Task description
Going down the listing below, print exactly each line from the one with "Each instance of the window" up to and including the one with "Each instance of the wooden", and skip the rest.

Given records
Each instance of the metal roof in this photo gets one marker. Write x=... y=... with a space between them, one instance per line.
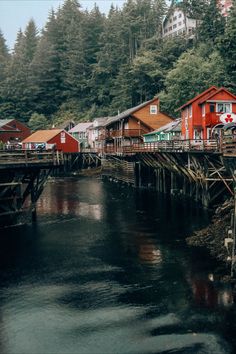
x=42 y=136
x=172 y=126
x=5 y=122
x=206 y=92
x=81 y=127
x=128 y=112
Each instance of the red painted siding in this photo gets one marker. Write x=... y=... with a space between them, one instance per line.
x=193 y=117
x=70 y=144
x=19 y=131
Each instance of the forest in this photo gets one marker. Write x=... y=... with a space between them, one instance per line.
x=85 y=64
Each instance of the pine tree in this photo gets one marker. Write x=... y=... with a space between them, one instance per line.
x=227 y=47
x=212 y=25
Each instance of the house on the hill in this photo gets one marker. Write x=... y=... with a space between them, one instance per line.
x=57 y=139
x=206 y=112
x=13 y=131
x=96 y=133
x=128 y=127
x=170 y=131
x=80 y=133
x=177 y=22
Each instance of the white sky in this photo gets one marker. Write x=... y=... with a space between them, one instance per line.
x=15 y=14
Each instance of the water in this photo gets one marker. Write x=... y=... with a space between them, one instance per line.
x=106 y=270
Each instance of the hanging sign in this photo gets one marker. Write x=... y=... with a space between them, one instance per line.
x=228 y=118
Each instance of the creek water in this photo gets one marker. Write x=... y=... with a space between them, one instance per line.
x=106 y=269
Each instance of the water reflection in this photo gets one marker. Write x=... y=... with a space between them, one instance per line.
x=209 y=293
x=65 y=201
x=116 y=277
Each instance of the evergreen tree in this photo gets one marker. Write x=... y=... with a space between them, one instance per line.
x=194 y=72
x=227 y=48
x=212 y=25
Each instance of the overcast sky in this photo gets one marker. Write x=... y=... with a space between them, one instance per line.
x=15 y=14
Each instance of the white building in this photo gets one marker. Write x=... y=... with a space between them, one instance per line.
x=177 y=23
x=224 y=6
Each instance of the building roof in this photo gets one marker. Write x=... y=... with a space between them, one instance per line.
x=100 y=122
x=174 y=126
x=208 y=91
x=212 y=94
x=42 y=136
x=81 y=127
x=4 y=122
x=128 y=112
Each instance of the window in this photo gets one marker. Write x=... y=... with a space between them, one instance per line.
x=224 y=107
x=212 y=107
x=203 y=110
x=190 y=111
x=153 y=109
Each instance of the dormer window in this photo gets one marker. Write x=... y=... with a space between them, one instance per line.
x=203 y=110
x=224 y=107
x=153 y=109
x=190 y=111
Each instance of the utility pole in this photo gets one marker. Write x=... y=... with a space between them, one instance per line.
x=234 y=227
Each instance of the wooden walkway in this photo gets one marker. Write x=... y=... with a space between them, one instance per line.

* * *

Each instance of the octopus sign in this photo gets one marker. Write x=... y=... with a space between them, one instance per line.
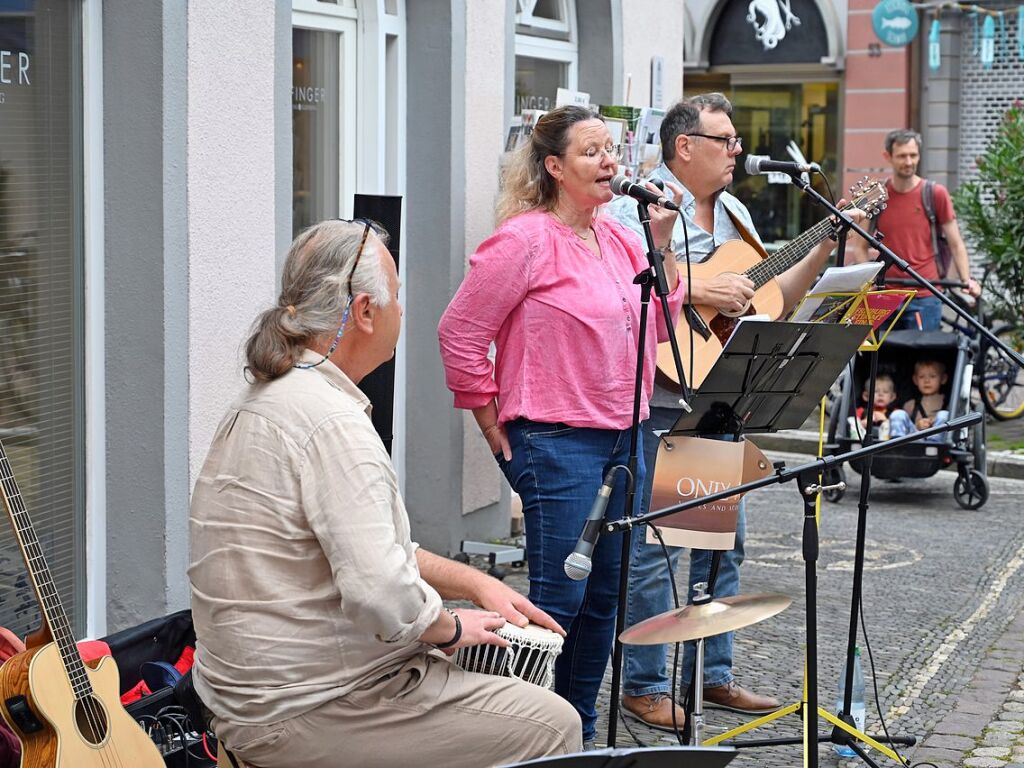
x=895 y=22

==

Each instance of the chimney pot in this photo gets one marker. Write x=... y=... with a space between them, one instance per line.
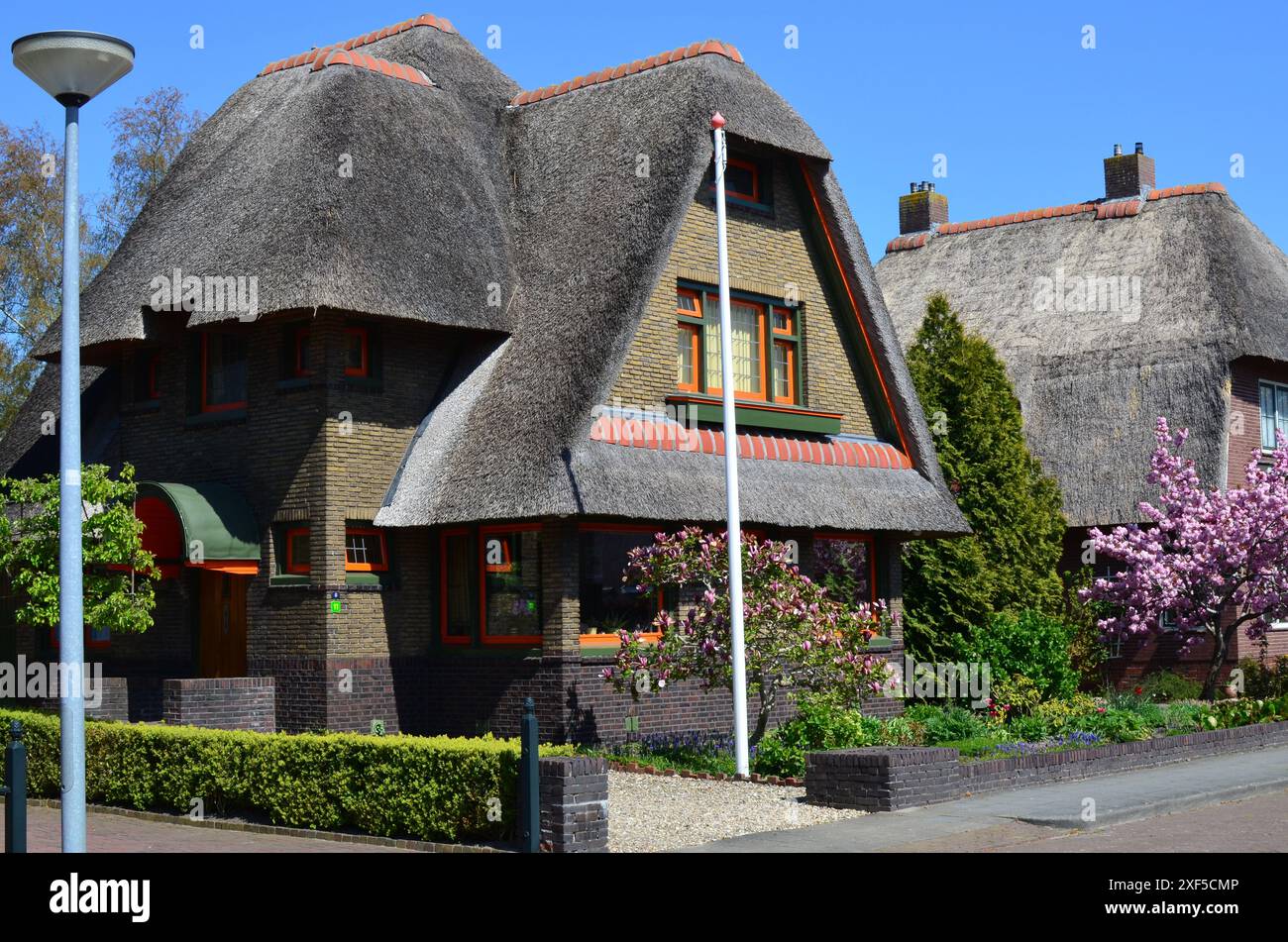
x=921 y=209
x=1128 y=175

Task result
Each instance of the window in this photo gets one marker. Write x=... y=... with a space between them, one instance per line.
x=224 y=107
x=212 y=107
x=203 y=110
x=190 y=111
x=153 y=109
Each instance of the dormer window in this photo gets one marker. Write x=... y=... with a space between them, one instance per line.
x=203 y=110
x=224 y=107
x=153 y=109
x=190 y=111
Each instance of the utility pole in this photo gets one marker. Write x=... y=... with a space between them, one instance per line.
x=234 y=227
Each instance of the wooden walkway in this photo gets one marker. Write x=... y=... with a space between them, one instance per line.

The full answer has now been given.